→ What you should do: From the entries below, extract every line that contains the word "identify". A line counts only if its capitalization matches.
= = = = =
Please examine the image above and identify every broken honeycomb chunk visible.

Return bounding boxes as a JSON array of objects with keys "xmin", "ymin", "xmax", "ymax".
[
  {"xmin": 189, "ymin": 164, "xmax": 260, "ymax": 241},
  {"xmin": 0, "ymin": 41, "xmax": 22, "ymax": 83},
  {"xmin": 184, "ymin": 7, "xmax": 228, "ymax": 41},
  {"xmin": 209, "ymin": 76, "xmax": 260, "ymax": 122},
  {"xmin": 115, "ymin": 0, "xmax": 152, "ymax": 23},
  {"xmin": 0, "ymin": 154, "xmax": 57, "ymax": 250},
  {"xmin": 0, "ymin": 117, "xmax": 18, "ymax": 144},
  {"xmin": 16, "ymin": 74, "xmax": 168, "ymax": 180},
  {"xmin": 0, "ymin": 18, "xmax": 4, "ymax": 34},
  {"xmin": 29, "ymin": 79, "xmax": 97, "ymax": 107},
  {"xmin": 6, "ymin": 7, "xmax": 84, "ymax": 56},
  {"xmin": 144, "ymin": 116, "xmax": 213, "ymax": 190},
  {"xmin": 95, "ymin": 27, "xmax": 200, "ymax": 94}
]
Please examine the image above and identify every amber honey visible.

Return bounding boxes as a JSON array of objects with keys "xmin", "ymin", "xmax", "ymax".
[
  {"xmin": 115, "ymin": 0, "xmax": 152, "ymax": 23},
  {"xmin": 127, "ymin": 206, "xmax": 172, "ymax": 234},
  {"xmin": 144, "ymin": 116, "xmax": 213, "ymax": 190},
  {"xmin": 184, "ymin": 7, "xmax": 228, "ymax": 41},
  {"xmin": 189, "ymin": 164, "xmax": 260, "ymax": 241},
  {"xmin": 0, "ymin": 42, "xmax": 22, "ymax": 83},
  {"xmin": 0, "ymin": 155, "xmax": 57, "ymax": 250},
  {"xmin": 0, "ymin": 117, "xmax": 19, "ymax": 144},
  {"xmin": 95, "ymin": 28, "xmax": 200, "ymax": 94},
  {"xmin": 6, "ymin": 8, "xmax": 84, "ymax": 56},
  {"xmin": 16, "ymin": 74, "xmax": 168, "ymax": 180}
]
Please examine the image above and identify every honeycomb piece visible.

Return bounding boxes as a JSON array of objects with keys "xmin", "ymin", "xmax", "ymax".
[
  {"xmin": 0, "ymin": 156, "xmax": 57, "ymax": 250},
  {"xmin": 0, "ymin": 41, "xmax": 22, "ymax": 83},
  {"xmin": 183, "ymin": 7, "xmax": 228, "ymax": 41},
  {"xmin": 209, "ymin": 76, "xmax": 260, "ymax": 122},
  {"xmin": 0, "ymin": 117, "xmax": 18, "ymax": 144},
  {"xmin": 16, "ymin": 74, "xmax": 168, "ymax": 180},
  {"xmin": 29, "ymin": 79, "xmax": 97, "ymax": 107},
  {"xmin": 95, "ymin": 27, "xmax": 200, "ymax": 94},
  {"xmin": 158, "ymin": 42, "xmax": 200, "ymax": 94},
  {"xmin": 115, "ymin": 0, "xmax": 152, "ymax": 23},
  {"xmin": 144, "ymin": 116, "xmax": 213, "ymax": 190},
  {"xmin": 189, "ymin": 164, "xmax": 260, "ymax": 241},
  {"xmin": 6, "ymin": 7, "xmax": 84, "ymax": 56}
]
= = = = =
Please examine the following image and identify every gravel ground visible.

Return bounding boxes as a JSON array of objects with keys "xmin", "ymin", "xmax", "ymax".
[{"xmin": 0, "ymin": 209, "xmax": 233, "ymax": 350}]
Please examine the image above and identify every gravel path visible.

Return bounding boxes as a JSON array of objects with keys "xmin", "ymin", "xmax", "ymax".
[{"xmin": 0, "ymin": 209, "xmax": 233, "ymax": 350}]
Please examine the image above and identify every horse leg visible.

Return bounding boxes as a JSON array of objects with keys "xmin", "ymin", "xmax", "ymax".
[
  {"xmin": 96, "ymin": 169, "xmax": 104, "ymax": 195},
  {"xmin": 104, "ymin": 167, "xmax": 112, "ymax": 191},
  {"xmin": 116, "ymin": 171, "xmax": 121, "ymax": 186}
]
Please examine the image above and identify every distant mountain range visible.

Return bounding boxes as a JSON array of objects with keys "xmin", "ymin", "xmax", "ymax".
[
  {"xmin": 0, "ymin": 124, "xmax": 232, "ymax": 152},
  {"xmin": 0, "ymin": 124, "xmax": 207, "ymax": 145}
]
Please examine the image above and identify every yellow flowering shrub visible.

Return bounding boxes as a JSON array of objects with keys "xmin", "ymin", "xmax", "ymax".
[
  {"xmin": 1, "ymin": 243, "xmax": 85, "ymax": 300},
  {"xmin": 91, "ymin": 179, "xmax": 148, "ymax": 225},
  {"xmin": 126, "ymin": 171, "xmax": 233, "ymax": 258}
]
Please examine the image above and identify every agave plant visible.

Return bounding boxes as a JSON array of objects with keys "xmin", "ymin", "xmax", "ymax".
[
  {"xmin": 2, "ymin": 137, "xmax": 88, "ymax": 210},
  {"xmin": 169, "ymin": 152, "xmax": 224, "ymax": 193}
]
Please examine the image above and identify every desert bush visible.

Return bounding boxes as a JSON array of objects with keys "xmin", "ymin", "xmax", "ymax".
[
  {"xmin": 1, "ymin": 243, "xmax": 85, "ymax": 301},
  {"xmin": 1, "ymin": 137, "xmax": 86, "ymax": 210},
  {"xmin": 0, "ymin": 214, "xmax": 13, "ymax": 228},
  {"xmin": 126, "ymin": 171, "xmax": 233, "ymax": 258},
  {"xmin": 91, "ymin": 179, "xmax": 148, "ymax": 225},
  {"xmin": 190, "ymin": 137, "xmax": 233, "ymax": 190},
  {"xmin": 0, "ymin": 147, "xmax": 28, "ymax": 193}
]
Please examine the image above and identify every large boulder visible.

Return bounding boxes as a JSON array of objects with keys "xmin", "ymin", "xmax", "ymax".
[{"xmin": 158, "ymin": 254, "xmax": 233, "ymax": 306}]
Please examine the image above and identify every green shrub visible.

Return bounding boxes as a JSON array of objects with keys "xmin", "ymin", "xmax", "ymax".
= = = = =
→ Result of the task:
Please examine the image above and identify every broken honeycomb chunk visible.
Please examine the image above and identify every amber honey visible.
Please examine the image above and identify every honeycomb piece visible.
Please examine the following image and identify every gravel ground visible.
Please examine the image above and identify every gravel path visible.
Please examine the image above and identify every horse leg visible.
Please examine the image above and identify every distant mountain range visible.
Please examine the image above and identify every yellow flowering shrub visible.
Please examine the image above and identify every agave plant visible.
Please examine the image above and identify every desert bush visible.
Please examine the image above and identify every large boulder visible.
Please examine the image above and identify every green shrub visible.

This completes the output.